These provisions aimed to create a buffer state to restrain Russian expansion.
=== Russian Reaction ===
Russia did not support the proposal. Pyotr Shuvalov indicated that it would need to be submitted to Saint Petersburg and was unlikely to be approved. He also noted that a compromise had already been reached between Alexander Gorchakov and Benjamin Disraeli to declare Batum a free port, which weakened Salisbury’s proposal.
As a result, the idea of a Lazistan Khanate was shelved. Batum was handed over to Russia with free port status. The Ottoman administration of Lazistan relocated its administrative center to Rize.
=== Initiatives by Laz Nobles ===
In 1878, a group of Laz nobles appealed to the United Kingdom to take Lazistan under its protection. In exchange, they pledged to send a 4,000-man force to support Britain in the ongoing war in Afghanistan. Petitions were sent to Queen Victoria, Lord Salisbury, and the Mayor of London. However, these appeals were not answered.
== Aftermath of the Berlin Treaty ==
Following the Treaty of Berlin (1878), the Ottoman Empire ceded Batum, Kars, and Ardahan to Russia. As a result, many Laz people living in these newly ceded areas migrated to Ottoman territory, fearing repression under Russian rule.
In September 1878, British Consul Alfred Biliotti reported the arrival of 2,000 Laz refugees in Trabzon, with an additional 1,000 expected. By 1882, it was estimated that up to 40,000 Laz had migrated to the Ottoman Empire. Most traveled by sea to Trabzon and then settled in various Anatolian cities such as Kocaeli, Sakarya, Bursa, and Samsun.

### Directions for this task
Repeat the part of the Lazistan passage from "As a result, the" to "were not answered." word for word. Work only from the passage above.

### Data
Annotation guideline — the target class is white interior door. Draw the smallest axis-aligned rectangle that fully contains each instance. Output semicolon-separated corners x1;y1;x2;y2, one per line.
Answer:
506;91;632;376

### Response below
As a result, the idea of a Lazistan Khanate was shelved. Batum was handed over to Russia with free port status. The Ottoman administration of Lazistan relocated its administrative center to Rize.
=== Initiatives by Laz Nobles ===
In 1878, a group of Laz nobles appealed to the United Kingdom to take Lazistan under its protection. In exchange, they pledged to send a 4,000-man force to support Britain in the ongoing war in Afghanistan. Petitions were sent to Queen Victoria, Lord Salisbury, and the Mayor of London. However, these appeals were not answered.